*Page excerpt:*
* * * * * * * * *
“It wasn’t until I left Delaware to go to college that I appreciated how unique Wilmington’s theater community is. I remember talking to a friend as a freshman theater major at University of Maryland about our pre-college theater experience. She told me about her high school’s musicals and the opportunities she’s had to see professional productions in the DC area, where UMD is located.
‘Did you ever do any community theater?’ I asked. She looked puzzled.
‘I don’t think we had anything like that,’ she said.
By the time I entered college, I’d had the opportunity to perform with several local community theaters. I’d spent my teenage years working backstage, building sets, and running spotlights as well. I’d taken for granted that this was how all theater kids were; we did our school plays as well as participating in community shows. I found out that I was more of the exception than the rule. In other cities, there really aren’t a ton of non-professional theater opportunities, especially for young people. I realized the thing that had made all the difference in my theatrical upbringing was the place I’d grown up: Wilmington.
When I was 7 years old, my grandparents brought me to see a musical, Anne of Green Gables, at the Delaware Children’s Theater on Delaware Avenue. I was transfixed. I loved the singing, the dancing, the costumes, all of it. I wanted to be up there with them. The next year I auditioned for my first show at DCT. The director, the wonderful Marie Swajeski, listened to me sing ‘This Little Light of Mine’ while I bounced up and down wildly, unable to contain my excitement. After gently asking me to sing it one more time with a little less bouncing, Marie cast me in the show, Pinnocchio. To be clear, I was not a wildly talented kid. But Marie saw how passionate I was, and she wanted to give me the opportunity to learn and grow at the Children’s Theater. That theater became my second home all through middle and high school, and it still is.
I attended Cab Calloway School of the Arts for middle and high school, and participated in their incredible theater program. After college, I came right back to Cab to teach. I now teach 6th and 7th grade reading, and 12th grade psychology. Some years I teach a theater class as well, but even when I don’t, I always incorporate theater into my reading classes.
* * * * * * * * *
*Dataset records:*
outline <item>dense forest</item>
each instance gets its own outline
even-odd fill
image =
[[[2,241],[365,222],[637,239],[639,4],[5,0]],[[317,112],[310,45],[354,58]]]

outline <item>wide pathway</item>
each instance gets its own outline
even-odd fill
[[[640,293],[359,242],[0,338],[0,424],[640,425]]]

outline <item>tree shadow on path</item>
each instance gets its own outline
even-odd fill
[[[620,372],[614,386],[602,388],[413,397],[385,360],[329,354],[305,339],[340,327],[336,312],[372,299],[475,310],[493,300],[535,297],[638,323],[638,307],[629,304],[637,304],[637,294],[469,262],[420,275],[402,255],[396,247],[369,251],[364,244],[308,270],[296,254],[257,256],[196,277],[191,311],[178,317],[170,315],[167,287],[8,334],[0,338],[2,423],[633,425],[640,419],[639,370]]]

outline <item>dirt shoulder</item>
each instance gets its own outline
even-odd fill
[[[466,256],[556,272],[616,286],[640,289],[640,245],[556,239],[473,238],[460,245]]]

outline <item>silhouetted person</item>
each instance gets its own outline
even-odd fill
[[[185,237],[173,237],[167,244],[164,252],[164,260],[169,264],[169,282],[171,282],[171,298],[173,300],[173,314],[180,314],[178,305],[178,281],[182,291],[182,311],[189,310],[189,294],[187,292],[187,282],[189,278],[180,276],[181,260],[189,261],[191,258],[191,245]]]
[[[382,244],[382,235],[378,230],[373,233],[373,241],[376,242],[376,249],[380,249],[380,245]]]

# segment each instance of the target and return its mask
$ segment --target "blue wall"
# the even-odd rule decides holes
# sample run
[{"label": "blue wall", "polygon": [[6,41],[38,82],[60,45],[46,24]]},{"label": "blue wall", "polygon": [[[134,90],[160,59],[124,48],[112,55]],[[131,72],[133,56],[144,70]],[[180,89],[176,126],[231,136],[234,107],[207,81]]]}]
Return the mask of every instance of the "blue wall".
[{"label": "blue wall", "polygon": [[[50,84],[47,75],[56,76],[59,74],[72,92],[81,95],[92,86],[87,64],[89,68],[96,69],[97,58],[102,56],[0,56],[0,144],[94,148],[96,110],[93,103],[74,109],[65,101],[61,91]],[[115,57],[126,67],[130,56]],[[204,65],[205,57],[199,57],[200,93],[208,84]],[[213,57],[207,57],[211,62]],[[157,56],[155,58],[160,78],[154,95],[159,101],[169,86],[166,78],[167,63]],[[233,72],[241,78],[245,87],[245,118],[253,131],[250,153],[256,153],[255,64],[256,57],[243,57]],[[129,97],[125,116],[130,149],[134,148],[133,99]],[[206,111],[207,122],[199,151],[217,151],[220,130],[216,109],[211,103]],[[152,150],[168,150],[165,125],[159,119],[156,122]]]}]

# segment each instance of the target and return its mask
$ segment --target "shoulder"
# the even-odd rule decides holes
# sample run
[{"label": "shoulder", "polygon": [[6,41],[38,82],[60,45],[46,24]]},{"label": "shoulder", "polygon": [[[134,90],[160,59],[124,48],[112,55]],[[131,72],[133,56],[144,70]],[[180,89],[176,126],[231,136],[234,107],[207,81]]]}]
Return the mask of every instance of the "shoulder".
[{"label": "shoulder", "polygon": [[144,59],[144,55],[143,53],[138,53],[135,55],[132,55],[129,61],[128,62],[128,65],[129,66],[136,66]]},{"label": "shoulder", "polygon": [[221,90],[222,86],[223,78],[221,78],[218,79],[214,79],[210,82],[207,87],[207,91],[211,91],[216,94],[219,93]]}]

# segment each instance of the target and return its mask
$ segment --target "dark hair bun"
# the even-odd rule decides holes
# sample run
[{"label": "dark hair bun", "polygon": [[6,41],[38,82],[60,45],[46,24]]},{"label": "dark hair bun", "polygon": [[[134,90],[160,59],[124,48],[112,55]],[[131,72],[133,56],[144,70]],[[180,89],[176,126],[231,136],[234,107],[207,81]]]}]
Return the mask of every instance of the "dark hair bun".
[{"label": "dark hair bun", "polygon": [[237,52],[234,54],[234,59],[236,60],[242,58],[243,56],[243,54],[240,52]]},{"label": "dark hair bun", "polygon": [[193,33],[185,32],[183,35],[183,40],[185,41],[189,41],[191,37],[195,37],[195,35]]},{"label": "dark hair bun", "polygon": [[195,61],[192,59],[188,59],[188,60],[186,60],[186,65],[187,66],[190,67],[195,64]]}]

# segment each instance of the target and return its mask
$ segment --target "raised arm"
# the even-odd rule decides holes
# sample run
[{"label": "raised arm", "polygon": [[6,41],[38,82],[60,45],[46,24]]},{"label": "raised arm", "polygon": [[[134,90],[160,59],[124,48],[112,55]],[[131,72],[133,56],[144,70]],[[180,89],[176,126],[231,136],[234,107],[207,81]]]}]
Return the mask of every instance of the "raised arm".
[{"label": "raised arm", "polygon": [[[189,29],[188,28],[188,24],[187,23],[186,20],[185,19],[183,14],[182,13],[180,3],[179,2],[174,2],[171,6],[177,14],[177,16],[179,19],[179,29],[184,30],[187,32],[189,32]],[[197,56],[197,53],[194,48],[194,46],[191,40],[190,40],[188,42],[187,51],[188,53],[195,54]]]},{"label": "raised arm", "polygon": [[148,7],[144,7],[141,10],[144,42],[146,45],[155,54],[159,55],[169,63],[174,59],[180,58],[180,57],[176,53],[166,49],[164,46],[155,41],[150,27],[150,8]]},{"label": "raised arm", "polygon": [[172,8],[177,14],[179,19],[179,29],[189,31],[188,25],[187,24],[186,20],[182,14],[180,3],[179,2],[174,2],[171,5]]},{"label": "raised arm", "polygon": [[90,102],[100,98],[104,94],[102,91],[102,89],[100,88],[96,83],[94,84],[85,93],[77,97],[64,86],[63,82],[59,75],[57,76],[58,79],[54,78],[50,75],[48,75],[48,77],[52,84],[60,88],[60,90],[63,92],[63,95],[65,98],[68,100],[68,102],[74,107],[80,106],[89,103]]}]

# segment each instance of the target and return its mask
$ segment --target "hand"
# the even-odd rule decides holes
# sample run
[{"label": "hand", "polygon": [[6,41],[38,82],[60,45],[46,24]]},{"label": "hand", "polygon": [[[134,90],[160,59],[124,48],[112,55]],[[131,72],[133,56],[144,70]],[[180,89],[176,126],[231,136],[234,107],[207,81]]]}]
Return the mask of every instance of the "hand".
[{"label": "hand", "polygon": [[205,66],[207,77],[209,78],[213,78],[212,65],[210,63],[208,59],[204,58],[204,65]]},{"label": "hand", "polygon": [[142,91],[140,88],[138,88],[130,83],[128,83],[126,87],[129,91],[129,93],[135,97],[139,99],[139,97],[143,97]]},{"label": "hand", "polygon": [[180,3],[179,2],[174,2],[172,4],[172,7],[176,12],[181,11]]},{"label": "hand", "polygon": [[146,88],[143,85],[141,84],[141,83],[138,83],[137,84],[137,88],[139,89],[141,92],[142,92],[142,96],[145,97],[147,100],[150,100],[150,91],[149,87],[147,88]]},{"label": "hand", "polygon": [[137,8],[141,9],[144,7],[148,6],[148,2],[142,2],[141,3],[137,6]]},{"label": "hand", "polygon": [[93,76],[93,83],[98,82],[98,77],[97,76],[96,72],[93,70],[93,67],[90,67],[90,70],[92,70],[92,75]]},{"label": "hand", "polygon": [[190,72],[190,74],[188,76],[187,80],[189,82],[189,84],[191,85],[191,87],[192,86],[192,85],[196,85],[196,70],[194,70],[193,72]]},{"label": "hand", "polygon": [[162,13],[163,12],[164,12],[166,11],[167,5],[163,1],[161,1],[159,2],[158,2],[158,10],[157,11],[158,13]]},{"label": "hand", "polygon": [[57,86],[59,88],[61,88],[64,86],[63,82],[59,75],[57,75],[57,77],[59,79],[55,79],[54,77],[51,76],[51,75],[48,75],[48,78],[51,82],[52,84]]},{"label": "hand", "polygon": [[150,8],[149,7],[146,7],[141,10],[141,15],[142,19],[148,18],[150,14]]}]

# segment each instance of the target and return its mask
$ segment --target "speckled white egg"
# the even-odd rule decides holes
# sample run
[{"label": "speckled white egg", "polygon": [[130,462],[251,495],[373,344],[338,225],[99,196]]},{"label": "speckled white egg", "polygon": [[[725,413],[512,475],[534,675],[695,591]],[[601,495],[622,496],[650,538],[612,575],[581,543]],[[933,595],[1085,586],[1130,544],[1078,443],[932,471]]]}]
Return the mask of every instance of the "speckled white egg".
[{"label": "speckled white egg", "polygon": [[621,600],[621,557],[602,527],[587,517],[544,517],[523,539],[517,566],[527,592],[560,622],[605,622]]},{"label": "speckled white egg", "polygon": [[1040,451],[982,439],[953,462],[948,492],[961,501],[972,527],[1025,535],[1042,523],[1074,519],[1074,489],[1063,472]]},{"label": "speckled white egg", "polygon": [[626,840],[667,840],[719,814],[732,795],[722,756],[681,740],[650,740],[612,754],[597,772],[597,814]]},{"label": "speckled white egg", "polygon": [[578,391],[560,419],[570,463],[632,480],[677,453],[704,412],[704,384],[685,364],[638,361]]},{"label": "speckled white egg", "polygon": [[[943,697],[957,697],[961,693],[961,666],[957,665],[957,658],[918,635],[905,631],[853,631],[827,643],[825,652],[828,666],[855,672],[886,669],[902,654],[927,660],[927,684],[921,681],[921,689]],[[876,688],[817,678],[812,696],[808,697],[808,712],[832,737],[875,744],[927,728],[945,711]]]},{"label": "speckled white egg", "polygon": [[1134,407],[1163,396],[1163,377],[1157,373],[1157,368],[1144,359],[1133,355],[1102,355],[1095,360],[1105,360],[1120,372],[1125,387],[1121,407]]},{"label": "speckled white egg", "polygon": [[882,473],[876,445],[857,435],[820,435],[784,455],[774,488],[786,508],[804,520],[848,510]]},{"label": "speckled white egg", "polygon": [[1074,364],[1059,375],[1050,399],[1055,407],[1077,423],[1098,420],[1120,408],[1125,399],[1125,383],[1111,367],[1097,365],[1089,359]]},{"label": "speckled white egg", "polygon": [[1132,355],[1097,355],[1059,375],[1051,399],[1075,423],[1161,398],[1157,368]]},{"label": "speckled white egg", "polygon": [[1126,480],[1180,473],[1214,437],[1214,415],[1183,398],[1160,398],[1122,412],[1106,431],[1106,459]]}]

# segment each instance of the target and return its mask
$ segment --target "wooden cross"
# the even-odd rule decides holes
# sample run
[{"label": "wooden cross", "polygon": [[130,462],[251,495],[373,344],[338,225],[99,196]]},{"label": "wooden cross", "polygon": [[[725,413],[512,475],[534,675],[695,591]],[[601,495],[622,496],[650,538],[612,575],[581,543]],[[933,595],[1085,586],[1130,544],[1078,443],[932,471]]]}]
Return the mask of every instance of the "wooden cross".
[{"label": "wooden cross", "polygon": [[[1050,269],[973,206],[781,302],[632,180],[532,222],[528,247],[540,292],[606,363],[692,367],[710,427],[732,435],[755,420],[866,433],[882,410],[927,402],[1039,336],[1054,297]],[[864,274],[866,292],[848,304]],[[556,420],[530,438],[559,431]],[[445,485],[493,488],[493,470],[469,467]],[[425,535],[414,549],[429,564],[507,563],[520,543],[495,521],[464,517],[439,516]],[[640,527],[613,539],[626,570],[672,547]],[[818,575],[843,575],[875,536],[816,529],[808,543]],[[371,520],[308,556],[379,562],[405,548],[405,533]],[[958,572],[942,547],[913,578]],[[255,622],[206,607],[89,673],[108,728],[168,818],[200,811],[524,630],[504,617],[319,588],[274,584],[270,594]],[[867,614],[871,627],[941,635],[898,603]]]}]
* * * * * * * * *
*Work order 1:*
Answer from the passage on Wilmington's theater community:
(a) At which university was the writer a freshman theater major?
(b) Which musical did the writer's grandparents bring the writer to see at age 7?
(c) Which grades does the writer teach reading to?
*Work order 2:* Rewrite the passage on Wilmington's theater community from "By the time" up to and including "grown up: Wilmington.", replacing "teenage years" with "high school years".
The lines are not needed for any of this work.

*Written reply 1:*
(a) University of Maryland
(b) Anne of Green Gables
(c) 6th and 7th grade

*Written reply 2:*
By the time I entered college, I’d had the opportunity to perform with several local community theaters. I’d spent my high school years working backstage, building sets, and running spotlights as well. I’d taken for granted that this was how all theater kids were; we did our school plays as well as participating in community shows. I found out that I was more of the exception than the rule. In other cities, there really aren’t a ton of non-professional theater opportunities, especially for young people. I realized the thing that had made all the difference in my theatrical upbringing was the place I’d grown up: Wilmington.